▶ [Short exercise a] Copy out the entries below, from their start down to the line containing "pixel 3 112", including that line. Leave the pictures out.

▶ [Source text]
---

According to Verizon there is a saving of between 5 and 35 times to be made when a meeting is run virtually:
Telecommunications company Verizon has wielded the power of senior-level buy-in to further increase its remote conferencing use in an effort to reduce meetings spending and unnecessary travel and support green initiatives.
“Let’s face it, we have to be cost-conscious and environmentally smart, so that needs to be mirrored in the way we travel,” said Debra Goldmann, senior specialist for Verizon Travel Services. “We took a look at how much people actually spend for a certain type of meeting versus how much they would spend for a virtual meeting. We found that a face-to-face meeting is between five and 35 times more expensive than a virtual meeting.”
When it comes to virtual meetings I have to admit to being something of a cynic. My issue isn’t with the cost savings of moving meetings virtual – my issue is with the diminished value of these meetings.

---

▶ [Information provided]

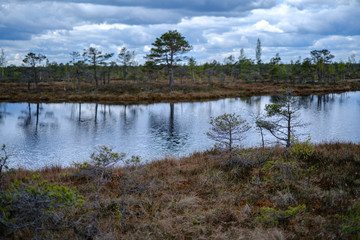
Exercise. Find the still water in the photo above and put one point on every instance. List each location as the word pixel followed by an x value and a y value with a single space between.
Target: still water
pixel 42 134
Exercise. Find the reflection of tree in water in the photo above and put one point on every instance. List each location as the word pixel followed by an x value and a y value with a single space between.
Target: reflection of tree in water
pixel 128 116
pixel 324 100
pixel 29 119
pixel 167 130
pixel 3 112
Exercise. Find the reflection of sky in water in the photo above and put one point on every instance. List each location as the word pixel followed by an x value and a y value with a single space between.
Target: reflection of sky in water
pixel 45 134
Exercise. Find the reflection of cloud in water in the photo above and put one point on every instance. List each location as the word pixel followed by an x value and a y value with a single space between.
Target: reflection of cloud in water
pixel 166 131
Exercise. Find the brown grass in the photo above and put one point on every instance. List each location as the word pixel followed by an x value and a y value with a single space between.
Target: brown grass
pixel 200 197
pixel 118 92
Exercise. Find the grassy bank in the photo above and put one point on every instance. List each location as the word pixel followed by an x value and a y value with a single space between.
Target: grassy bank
pixel 118 92
pixel 309 192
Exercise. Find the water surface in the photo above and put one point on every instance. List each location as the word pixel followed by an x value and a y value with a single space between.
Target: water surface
pixel 45 134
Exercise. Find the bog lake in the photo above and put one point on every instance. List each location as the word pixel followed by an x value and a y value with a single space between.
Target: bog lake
pixel 45 134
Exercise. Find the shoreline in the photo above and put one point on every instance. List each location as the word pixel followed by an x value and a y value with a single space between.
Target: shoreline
pixel 310 194
pixel 155 93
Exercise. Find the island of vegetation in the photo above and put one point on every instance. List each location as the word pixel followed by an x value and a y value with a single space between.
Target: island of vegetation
pixel 169 75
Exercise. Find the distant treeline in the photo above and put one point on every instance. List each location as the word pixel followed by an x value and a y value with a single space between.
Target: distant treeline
pixel 94 67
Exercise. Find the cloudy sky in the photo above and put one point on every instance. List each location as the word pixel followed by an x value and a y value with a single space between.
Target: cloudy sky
pixel 215 28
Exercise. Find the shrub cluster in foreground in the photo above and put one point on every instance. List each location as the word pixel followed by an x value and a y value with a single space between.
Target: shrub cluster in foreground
pixel 306 192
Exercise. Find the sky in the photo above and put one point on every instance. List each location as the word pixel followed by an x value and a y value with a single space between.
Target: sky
pixel 215 28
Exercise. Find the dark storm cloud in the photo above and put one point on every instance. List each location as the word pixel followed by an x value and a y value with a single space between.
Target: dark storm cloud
pixel 216 29
pixel 19 21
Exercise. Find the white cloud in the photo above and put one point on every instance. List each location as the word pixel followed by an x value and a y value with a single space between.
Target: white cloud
pixel 292 27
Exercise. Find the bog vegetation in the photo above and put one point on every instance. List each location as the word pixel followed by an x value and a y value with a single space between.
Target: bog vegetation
pixel 91 75
pixel 310 191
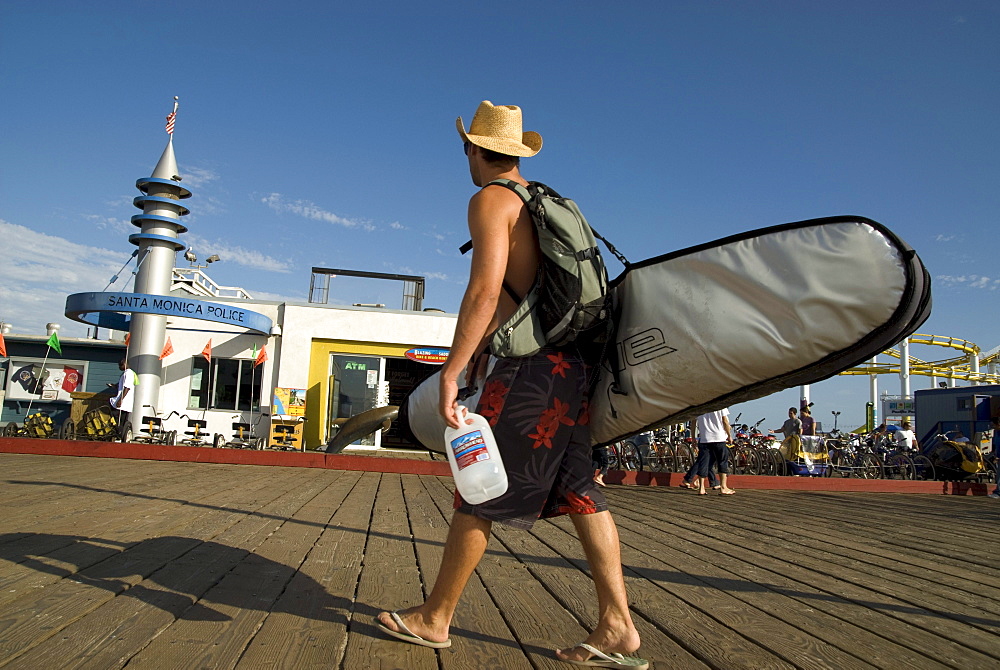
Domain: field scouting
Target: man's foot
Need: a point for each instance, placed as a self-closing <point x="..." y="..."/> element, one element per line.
<point x="411" y="626"/>
<point x="616" y="654"/>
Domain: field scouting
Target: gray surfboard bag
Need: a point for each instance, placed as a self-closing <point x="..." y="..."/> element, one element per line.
<point x="738" y="319"/>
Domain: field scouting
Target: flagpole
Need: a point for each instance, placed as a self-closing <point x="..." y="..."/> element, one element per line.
<point x="253" y="371"/>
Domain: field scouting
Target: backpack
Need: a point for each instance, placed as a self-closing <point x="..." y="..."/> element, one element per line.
<point x="569" y="298"/>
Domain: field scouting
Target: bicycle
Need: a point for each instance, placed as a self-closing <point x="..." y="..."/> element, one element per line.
<point x="243" y="435"/>
<point x="37" y="425"/>
<point x="853" y="459"/>
<point x="624" y="456"/>
<point x="660" y="457"/>
<point x="285" y="432"/>
<point x="196" y="436"/>
<point x="153" y="433"/>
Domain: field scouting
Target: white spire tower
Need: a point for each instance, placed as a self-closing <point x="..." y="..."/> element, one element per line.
<point x="158" y="245"/>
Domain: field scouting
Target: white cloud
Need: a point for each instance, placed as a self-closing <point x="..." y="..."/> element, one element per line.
<point x="971" y="281"/>
<point x="193" y="178"/>
<point x="111" y="223"/>
<point x="276" y="297"/>
<point x="40" y="270"/>
<point x="309" y="210"/>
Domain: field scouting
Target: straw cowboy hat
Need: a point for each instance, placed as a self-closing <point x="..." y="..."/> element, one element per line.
<point x="498" y="128"/>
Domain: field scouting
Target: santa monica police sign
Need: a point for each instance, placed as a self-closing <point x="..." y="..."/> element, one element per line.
<point x="110" y="310"/>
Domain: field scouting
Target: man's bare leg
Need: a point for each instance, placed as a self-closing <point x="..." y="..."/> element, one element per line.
<point x="615" y="631"/>
<point x="464" y="548"/>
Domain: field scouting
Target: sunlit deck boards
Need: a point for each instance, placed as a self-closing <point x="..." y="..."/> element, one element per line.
<point x="107" y="563"/>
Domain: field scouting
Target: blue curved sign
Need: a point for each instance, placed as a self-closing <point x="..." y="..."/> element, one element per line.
<point x="110" y="310"/>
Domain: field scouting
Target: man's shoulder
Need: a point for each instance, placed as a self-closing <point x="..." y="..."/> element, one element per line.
<point x="494" y="193"/>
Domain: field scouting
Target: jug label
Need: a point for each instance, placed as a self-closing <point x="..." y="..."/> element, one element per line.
<point x="469" y="449"/>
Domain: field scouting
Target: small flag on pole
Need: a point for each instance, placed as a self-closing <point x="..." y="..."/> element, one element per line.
<point x="171" y="117"/>
<point x="168" y="349"/>
<point x="53" y="342"/>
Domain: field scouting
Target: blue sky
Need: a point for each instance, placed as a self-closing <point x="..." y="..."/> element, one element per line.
<point x="313" y="135"/>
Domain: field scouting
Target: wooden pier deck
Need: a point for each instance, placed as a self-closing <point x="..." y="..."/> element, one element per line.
<point x="109" y="563"/>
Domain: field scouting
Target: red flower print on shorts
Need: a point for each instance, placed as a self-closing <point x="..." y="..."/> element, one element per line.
<point x="561" y="365"/>
<point x="549" y="422"/>
<point x="492" y="401"/>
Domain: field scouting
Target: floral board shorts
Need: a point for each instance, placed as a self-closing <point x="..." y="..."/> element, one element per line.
<point x="537" y="407"/>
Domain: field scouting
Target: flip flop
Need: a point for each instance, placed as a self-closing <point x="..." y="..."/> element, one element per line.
<point x="406" y="635"/>
<point x="602" y="660"/>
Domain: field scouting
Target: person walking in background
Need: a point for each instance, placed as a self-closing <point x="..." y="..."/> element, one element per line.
<point x="904" y="437"/>
<point x="996" y="455"/>
<point x="808" y="423"/>
<point x="792" y="431"/>
<point x="124" y="398"/>
<point x="601" y="462"/>
<point x="714" y="434"/>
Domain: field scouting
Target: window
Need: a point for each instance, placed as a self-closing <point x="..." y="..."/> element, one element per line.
<point x="232" y="384"/>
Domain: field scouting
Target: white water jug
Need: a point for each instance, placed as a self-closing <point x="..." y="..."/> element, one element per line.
<point x="474" y="459"/>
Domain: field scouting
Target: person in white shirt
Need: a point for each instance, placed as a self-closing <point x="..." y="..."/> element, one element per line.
<point x="904" y="437"/>
<point x="714" y="433"/>
<point x="124" y="396"/>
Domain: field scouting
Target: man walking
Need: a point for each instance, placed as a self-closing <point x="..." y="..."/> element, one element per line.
<point x="535" y="404"/>
<point x="124" y="398"/>
<point x="714" y="434"/>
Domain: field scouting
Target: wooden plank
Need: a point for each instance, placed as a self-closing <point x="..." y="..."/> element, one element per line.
<point x="481" y="637"/>
<point x="32" y="618"/>
<point x="859" y="565"/>
<point x="537" y="620"/>
<point x="571" y="584"/>
<point x="230" y="612"/>
<point x="307" y="627"/>
<point x="114" y="633"/>
<point x="390" y="578"/>
<point x="41" y="558"/>
<point x="751" y="543"/>
<point x="669" y="603"/>
<point x="797" y="604"/>
<point x="955" y="586"/>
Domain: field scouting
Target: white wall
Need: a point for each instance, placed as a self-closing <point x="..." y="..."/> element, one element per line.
<point x="288" y="354"/>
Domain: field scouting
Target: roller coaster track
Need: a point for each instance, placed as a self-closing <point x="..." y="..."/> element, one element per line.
<point x="960" y="367"/>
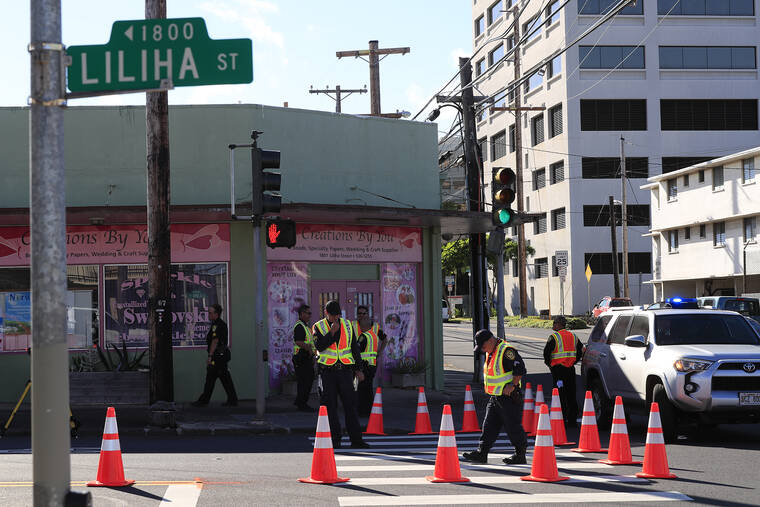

---

▶ [Short exercise b] Reproduce the Verizon passage above word for word, in full.

▶ [Task output a]
Exercise. Find the still water in the photo above and put one point on every instance. List each location as the word pixel followed by an x value and a y value with a single space between.
Target: still water
pixel 42 134
Exercise. Find the reflection of tree in water in the photo above and put one point on every instance. List each location as the word pixel followed by an x value and a y value with a single space between.
Target: reflection of tree in water
pixel 128 116
pixel 324 100
pixel 29 119
pixel 167 130
pixel 3 112

▶ [Task output b]
According to Verizon there is a saving of between 5 and 35 times to be made when a meeting is run virtually:
Telecommunications company Verizon has wielded the power of senior-level buy-in to further increase its remote conferencing use in an effort to reduce meetings spending and unnecessary travel and support green initiatives.
“Let’s face it, we have to be cost-conscious and environmentally smart, so that needs to be mirrored in the way we travel,” said Debra Goldmann, senior specialist for Verizon Travel Services. “We took a look at how much people actually spend for a certain type of meeting versus how much they would spend for a virtual meeting. We found that a face-to-face meeting is between five and 35 times more expensive than a virtual meeting.”
When it comes to virtual meetings I have to admit to being something of a cynic. My issue isn’t with the cost savings of moving meetings virtual – my issue is with the diminished value of these meetings.